▶ **简短任务 1**: 请照原文抄录下文Spark任务提交源码分析中介于“spark-submit提交”与“Unit = printMessage(msg)”之间的文字，首尾两处都包括在内。

▶ **文档片段**:
Spark任务提交源码分析
用户端执行
以下是一个以spark on yarn Cluster模式提交命令,本系列文章所有分析都是基于spark on yarn Cluster模式,spark版本:2.4.0
spark-submit \
--class org.apache.spark.examples.SparkPi \
--master yarn \
--deploy-mode cluster \
--driver-memory 512M \
--executor-memory 512M \
--num-executors 1 \
/opt/cloudera/parcels/CDH/lib/spark/examples/jars/spark-examples_2.11-2.4.0-cdh6.3.2.jar
spark-submit是一个shell脚本,其内容如下:
if [ -z "${SPARK_HOME}" ]; then
source "$(dirname "$0")"/find-spark-home
fi
# disable randomized hash for string in Python 3.3+
export PYTHONHASHSEED=0
exec "${SPARK_HOME}"/bin/spark-class org.apache.spark.deploy.SparkSubmit "$@"
spark-submit提交的参数最终都会通过exec命令调用org.apache.spark.deploy.SparkSubmit传入。
SparkSubmit类
main方法
SparkSubmit的main方法在其伴生类中,源码简略版如下:
override def main(args: Array[String]): Unit = {
val submit = new SparkSubmit() {
self =>
override protected def parseArguments(args: Array[String]): SparkSubmitArguments = {
...
}
override protected def logInfo(msg: => String): Unit = printMessage(msg)
override protected def logWarning(msg: => String): Unit = printMessage(s"Warning: $msg")
override def doSubmit(args: Array[String]): Unit = {
...
super.doSubmit(args)
...
}
}
submit.doSubmit(args)
}
可以看到,在main方法中,通过调用SparkSubmit类的doSubmit方法实现任务提交的,doSubmit方法如下:
def doSubmit(args: Array[String]): Unit = {
...
val appArgs = parseArguments(args)
...
appArgs.action match {
case SparkSubmitAction.SUBMIT => submit(appArgs, uninitLog)

▶ **数据清单**:
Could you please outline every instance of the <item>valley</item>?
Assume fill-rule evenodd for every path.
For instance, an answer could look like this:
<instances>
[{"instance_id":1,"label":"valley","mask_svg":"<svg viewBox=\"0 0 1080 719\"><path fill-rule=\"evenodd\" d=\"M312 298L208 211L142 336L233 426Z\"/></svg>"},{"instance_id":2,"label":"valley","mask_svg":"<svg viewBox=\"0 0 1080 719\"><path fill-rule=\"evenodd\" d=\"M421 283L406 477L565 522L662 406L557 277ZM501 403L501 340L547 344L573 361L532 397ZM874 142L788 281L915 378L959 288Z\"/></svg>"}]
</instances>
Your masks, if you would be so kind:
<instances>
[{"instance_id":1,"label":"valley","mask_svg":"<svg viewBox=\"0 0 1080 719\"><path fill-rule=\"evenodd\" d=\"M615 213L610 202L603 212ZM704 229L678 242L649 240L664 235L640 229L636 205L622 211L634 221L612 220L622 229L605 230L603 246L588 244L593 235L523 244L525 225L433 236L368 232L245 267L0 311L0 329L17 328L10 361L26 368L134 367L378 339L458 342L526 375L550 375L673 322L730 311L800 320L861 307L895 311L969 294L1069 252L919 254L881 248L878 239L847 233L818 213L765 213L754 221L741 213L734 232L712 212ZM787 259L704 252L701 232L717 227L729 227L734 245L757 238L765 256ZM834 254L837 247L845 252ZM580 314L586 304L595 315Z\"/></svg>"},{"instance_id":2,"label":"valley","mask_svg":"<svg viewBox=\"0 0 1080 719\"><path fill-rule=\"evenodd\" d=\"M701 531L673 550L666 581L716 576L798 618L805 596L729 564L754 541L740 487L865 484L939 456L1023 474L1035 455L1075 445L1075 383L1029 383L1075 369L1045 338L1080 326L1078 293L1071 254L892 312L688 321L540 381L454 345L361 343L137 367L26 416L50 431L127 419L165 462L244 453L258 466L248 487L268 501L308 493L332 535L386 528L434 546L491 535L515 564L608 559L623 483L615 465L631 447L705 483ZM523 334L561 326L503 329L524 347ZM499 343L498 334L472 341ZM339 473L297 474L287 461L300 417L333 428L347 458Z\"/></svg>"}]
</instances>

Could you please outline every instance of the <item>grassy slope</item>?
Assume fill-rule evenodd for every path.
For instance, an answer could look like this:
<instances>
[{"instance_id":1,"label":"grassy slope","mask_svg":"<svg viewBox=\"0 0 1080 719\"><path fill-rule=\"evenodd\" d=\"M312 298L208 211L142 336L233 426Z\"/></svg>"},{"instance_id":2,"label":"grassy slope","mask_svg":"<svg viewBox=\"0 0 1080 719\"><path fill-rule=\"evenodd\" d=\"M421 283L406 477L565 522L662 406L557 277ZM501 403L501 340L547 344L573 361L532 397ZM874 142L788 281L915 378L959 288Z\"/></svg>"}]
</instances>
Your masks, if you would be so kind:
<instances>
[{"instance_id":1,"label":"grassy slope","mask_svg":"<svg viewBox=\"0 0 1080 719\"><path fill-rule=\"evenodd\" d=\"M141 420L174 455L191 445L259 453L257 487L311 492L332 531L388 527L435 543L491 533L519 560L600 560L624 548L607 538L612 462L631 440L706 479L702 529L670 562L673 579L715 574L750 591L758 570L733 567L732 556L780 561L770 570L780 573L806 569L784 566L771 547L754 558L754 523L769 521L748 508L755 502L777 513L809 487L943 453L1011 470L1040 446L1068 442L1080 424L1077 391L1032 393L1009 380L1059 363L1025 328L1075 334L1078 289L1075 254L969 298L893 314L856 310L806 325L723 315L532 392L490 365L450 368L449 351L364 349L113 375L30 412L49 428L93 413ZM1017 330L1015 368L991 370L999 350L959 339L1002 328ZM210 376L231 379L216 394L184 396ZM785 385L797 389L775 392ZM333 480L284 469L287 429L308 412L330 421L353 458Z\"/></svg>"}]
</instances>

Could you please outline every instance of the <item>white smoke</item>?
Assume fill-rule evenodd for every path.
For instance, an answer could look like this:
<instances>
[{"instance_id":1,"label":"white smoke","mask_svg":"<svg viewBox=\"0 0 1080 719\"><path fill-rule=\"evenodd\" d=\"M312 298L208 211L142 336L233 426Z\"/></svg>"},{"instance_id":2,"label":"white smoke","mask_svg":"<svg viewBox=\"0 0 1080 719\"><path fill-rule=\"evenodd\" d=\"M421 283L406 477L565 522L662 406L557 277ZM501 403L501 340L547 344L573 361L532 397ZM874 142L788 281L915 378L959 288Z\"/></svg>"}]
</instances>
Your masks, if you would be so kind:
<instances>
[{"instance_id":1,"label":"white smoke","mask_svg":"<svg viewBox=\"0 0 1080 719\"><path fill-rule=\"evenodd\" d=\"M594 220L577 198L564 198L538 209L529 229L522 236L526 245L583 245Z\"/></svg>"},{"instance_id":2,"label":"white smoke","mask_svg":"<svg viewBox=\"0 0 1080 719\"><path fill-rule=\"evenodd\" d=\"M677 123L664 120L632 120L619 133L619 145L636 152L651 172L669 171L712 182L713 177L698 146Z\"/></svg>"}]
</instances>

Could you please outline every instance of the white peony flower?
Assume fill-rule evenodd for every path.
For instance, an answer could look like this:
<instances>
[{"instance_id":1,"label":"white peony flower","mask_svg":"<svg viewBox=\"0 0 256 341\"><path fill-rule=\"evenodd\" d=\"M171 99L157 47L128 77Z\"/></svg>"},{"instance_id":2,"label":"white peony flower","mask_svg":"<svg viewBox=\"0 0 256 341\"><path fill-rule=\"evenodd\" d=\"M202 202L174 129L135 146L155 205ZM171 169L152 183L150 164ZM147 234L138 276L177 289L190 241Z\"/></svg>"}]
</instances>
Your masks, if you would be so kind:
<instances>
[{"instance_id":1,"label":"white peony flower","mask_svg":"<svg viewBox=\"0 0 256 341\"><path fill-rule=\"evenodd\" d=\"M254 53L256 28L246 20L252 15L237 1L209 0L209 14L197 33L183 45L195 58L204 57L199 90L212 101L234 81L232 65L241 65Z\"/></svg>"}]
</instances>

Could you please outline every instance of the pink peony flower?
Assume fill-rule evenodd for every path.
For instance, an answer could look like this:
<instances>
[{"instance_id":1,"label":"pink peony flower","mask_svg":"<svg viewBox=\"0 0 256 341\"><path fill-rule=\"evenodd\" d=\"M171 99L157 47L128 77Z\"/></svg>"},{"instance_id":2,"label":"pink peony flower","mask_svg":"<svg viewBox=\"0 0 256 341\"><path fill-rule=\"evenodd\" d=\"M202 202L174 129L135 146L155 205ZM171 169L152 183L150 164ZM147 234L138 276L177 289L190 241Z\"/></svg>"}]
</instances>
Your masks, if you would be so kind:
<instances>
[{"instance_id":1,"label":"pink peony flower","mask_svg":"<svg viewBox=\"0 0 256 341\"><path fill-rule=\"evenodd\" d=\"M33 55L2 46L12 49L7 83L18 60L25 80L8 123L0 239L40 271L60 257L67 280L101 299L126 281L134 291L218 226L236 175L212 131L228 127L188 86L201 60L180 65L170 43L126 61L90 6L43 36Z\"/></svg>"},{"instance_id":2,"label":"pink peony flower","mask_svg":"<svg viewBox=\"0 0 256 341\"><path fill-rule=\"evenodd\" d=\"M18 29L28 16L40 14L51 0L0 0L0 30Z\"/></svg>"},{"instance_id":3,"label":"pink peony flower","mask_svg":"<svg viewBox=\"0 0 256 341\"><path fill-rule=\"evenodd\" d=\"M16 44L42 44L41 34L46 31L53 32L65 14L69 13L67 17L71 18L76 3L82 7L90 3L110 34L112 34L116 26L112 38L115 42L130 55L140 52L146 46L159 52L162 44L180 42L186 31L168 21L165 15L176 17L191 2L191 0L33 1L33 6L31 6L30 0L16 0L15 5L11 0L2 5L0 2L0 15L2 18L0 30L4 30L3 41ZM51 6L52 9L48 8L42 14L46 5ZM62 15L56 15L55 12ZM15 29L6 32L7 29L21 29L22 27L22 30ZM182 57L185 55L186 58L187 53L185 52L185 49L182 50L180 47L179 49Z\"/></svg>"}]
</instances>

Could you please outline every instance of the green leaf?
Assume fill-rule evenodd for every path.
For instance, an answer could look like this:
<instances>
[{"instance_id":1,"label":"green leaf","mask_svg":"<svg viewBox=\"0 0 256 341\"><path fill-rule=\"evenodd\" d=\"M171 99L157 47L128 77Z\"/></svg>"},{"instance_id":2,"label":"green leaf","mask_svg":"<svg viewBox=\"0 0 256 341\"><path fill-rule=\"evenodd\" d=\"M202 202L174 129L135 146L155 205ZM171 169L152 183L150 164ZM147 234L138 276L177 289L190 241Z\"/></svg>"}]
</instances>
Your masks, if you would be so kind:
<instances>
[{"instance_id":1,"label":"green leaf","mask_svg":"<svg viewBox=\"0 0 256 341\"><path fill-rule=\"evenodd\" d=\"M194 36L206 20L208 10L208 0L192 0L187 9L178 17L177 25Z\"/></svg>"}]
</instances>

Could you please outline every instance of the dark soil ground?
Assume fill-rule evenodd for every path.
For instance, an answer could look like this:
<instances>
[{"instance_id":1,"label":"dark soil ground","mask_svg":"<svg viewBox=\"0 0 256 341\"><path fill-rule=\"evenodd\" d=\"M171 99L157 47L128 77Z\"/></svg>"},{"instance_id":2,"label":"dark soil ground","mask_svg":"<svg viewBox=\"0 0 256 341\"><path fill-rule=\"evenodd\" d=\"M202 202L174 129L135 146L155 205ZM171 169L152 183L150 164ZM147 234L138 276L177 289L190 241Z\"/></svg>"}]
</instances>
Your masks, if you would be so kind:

▶ **简短任务 2**: 把上面清单里从含有“Could you please outline every instance of the dark”的那一行起直到清单末尾的各行改写成Markdown表格，首尾两行都算在内，空行不列入。表格设“序号”和“行内容”两列。

▶ **最终结果 1**:
spark-submit提交的参数最终都会通过exec命令调用org.apache.spark.deploy.SparkSubmit传入。
SparkSubmit类
main方法
SparkSubmit的main方法在其伴生类中,源码简略版如下:
override def main(args: Array[String]): Unit = {
val submit = new SparkSubmit() {
self =>
override protected def parseArguments(args: Array[String]): SparkSubmitArguments = {
...
}
override protected def logInfo(msg: => String): Unit = printMessage(msg)

▶ **最终结果 2**:
| 序号 | 行内容 |
|---|---|
| 1 | Could you please outline every instance of the dark soil ground? |
| 2 | Assume fill-rule evenodd for every path. |
| 3 | For instance, an answer could look like this: |
| 4 | <instances> |
| 5 | [{"instance_id":1,"label":"dark soil ground","mask_svg":"<svg viewBox=\"0 0 256 341\"><path fill-rule=\"evenodd\" d=\"M171 99L157 47L128 77Z\"/></svg>"},{"instance_id":2,"label":"dark soil ground","mask_svg":"<svg viewBox=\"0 0 256 341\"><path fill-rule=\"evenodd\" d=\"M202 202L174 129L135 146L155 205ZM171 169L152 183L150 164ZM147 234L138 276L177 289L190 241Z\"/></svg>"}] |
| 6 | </instances> |
| 7 | Your masks, if you would be so kind: |